-------- 本文 --------

春のはじまり

メキシコでは今年は3月19日が春分の日でした。

この日を境に、冬の間弱まっていた太陽が再び力を取り戻し、大地に新しい命が芽吹く、復活・再生の日です。

 

マヤ遺跡のチチェン・イツァは年に2回、春分の日と秋分の日、真西から沈む太陽に照らされた階段の影によってククルカンの姿が現れるピラミッドで有名です。

ククルカンはマヤ文明において、農耕や文化の神様で羽をもった蛇として知られています。

春分の日、そのククルカンが大地に降り立つかのような姿は、辛く苦しい冬を終えた人々に、大地の力と恵みを予感させ喜びをもたらすものだったのではないか、と思います。

 

天文と農耕。天と地の結びつきを如実に感じられる特別な日なんだなと。

 

それは今も変わらないようで、春分の日にはみなさん、太陽のエネルギーをたくさん浴びようと外に繰り出すのだそうです。真っ白い服を着て、ピラミッドや山など高い所に登って太陽に近づくのです。

以前、春分の日にベラクルス州のエル・タヒンという遺跡に行ったことがあります。全身真っ白の服を着た、たくさんの観光客がピラミッドの頂上で両手を掲げている様はすごくインパクトがありました。

 

そんなインパクトを再び求めて、今年はサンミゲルからバスで3時間ほどのところにある Peña de Bernal に行ってきました!

これは世界で3番目に大きい一枚岩で、ロッククライマーの友人曰く、すごくいい岩なんだそうです。

 

 

街中はセマナサンタの休暇と重なったせいもあってか、新宿駅並みに混んでました。

私も上まで登ろう!と思って意気込んで行ったものの、この日は風も強く、曇っていて太陽が出ず、断念しました。残念!

代わりに、街中を散策してきました。

 

Bernal もまた、織物で有名な街です。街のど真ん中にあるこちらのお店では工房も見学させていただけます。

縦糸をあえて見せる織り方は、ここならでは。とても素敵です。

--------

作業指示: メキシコの春分の日についての本文を、一字一句変えずに全文書き出してください。 本文の内容だけを用いてください。

-------- 提示資料 --------

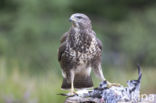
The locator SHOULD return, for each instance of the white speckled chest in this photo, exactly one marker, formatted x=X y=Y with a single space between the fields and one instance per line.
x=82 y=57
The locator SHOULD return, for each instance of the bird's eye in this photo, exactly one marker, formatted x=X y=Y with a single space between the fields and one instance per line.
x=79 y=17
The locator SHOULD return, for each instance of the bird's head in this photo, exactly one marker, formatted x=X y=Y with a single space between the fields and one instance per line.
x=80 y=21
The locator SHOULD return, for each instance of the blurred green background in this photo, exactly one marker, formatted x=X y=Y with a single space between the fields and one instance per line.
x=30 y=31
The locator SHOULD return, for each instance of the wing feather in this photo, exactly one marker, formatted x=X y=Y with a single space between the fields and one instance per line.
x=61 y=50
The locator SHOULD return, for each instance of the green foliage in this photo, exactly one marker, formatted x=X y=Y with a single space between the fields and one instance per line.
x=30 y=31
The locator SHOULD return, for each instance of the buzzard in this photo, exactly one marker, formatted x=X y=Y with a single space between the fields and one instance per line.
x=79 y=52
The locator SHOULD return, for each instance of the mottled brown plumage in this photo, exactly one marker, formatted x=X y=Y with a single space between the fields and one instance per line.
x=80 y=50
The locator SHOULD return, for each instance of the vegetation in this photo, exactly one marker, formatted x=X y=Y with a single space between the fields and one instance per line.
x=29 y=38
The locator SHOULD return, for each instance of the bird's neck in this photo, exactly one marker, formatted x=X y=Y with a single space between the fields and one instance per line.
x=78 y=37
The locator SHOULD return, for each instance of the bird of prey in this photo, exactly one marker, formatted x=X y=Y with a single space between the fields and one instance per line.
x=79 y=52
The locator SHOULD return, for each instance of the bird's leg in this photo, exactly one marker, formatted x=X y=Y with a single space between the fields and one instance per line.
x=72 y=91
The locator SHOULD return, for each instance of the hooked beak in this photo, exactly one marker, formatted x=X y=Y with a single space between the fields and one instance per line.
x=70 y=20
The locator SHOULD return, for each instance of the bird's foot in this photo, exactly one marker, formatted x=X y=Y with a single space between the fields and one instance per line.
x=72 y=93
x=112 y=84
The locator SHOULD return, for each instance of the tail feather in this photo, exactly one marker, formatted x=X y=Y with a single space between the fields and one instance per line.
x=80 y=81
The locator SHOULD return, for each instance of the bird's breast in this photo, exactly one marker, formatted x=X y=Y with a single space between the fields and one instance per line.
x=82 y=53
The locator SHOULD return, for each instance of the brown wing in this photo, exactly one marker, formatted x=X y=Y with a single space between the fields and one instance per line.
x=61 y=50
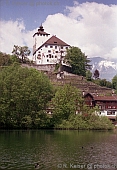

--------

回答:
春のはじまり

メキシコでは今年は3月19日が春分の日でした。

この日を境に、冬の間弱まっていた太陽が再び力を取り戻し、大地に新しい命が芽吹く、復活・再生の日です。

 

マヤ遺跡のチチェン・イツァは年に2回、春分の日と秋分の日、真西から沈む太陽に照らされた階段の影によってククルカンの姿が現れるピラミッドで有名です。

ククルカンはマヤ文明において、農耕や文化の神様で羽をもった蛇として知られています。

春分の日、そのククルカンが大地に降り立つかのような姿は、辛く苦しい冬を終えた人々に、大地の力と恵みを予感させ喜びをもたらすものだったのではないか、と思います。

 

天文と農耕。天と地の結びつきを如実に感じられる特別な日なんだなと。

 

それは今も変わらないようで、春分の日にはみなさん、太陽のエネルギーをたくさん浴びようと外に繰り出すのだそうです。真っ白い服を着て、ピラミッドや山など高い所に登って太陽に近づくのです。

以前、春分の日にベラクルス州のエル・タヒンという遺跡に行ったことがあります。全身真っ白の服を着た、たくさんの観光客がピラミッドの頂上で両手を掲げている様はすごくインパクトがありました。

 

そんなインパクトを再び求めて、今年はサンミゲルからバスで3時間ほどのところにある Peña de Bernal に行ってきました!

これは世界で3番目に大きい一枚岩で、ロッククライマーの友人曰く、すごくいい岩なんだそうです。

 

 

街中はセマナサンタの休暇と重なったせいもあってか、新宿駅並みに混んでました。

私も上まで登ろう!と思って意気込んで行ったものの、この日は風も強く、曇っていて太陽が出ず、断念しました。残念!

代わりに、街中を散策してきました。

 

Bernal もまた、織物で有名な街です。街のど真ん中にあるこちらのお店では工房も見学させていただけます。

縦糸をあえて見せる織り方は、ここならでは。とても素敵です。